What is needed:
All records shown below should be given again, character for character.

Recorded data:
--- --- ---

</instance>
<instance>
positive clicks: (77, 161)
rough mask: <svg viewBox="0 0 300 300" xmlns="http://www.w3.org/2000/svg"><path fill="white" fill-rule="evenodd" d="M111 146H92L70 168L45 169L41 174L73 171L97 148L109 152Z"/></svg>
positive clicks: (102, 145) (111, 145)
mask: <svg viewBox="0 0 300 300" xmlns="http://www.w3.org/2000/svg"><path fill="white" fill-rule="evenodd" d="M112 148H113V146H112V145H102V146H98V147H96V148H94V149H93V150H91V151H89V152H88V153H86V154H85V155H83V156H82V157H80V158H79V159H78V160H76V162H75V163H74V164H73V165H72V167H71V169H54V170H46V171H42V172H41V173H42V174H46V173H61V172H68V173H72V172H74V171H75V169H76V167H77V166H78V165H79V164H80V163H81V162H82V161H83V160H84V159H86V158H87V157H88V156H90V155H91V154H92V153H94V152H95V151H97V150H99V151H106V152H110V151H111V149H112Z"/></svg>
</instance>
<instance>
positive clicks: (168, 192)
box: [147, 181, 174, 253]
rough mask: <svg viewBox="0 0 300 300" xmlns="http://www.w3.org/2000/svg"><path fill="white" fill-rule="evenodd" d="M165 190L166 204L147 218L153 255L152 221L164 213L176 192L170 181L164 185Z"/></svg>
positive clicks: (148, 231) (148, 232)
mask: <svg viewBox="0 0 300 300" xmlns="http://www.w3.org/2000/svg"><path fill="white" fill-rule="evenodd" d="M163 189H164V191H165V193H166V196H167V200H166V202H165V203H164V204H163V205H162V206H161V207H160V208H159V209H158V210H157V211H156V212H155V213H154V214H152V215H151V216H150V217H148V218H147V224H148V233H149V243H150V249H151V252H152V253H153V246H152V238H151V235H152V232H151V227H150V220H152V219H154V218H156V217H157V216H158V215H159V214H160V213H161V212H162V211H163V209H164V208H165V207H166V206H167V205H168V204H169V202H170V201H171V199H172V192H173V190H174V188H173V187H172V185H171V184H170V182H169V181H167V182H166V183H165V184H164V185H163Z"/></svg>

--- --- ---

Response below:
</instance>
<instance>
positive clicks: (77, 161)
rough mask: <svg viewBox="0 0 300 300" xmlns="http://www.w3.org/2000/svg"><path fill="white" fill-rule="evenodd" d="M111 146H92L70 168L45 169L41 174L73 171L97 148L109 152Z"/></svg>
positive clicks: (102, 145) (111, 145)
mask: <svg viewBox="0 0 300 300" xmlns="http://www.w3.org/2000/svg"><path fill="white" fill-rule="evenodd" d="M112 148H113V146H112V145H102V146H98V147H96V148H94V149H93V150H91V151H89V152H88V153H86V154H85V155H83V156H82V157H80V158H79V159H78V160H76V162H75V163H74V164H73V165H72V167H71V169H54V170H46V171H42V172H41V173H42V174H46V173H61V172H68V173H72V172H74V171H75V169H76V167H77V166H78V165H79V164H80V163H81V162H82V161H83V160H84V159H86V158H87V157H88V156H90V155H91V154H92V153H94V152H95V151H97V150H99V151H106V152H110V151H111V149H112Z"/></svg>
</instance>
<instance>
positive clicks: (168, 192)
box: [147, 181, 174, 253]
rough mask: <svg viewBox="0 0 300 300" xmlns="http://www.w3.org/2000/svg"><path fill="white" fill-rule="evenodd" d="M165 190L166 204L147 218L153 255L152 221L164 213L176 192L170 181L164 185Z"/></svg>
positive clicks: (148, 231) (148, 232)
mask: <svg viewBox="0 0 300 300" xmlns="http://www.w3.org/2000/svg"><path fill="white" fill-rule="evenodd" d="M163 189H164V191H165V193H166V196H167V200H166V202H165V203H164V204H163V205H162V206H161V207H160V208H159V209H158V210H157V211H156V212H155V213H154V214H152V215H151V216H150V217H148V218H147V224H148V233H149V243H150V249H151V252H152V253H153V246H152V238H151V235H152V232H151V227H150V220H152V219H154V218H156V217H157V216H158V215H159V214H160V213H161V212H162V211H163V209H164V208H165V207H166V206H167V205H168V204H169V202H170V201H171V199H172V192H173V190H174V188H173V187H172V185H171V184H170V182H169V181H167V182H166V183H165V184H164V185H163Z"/></svg>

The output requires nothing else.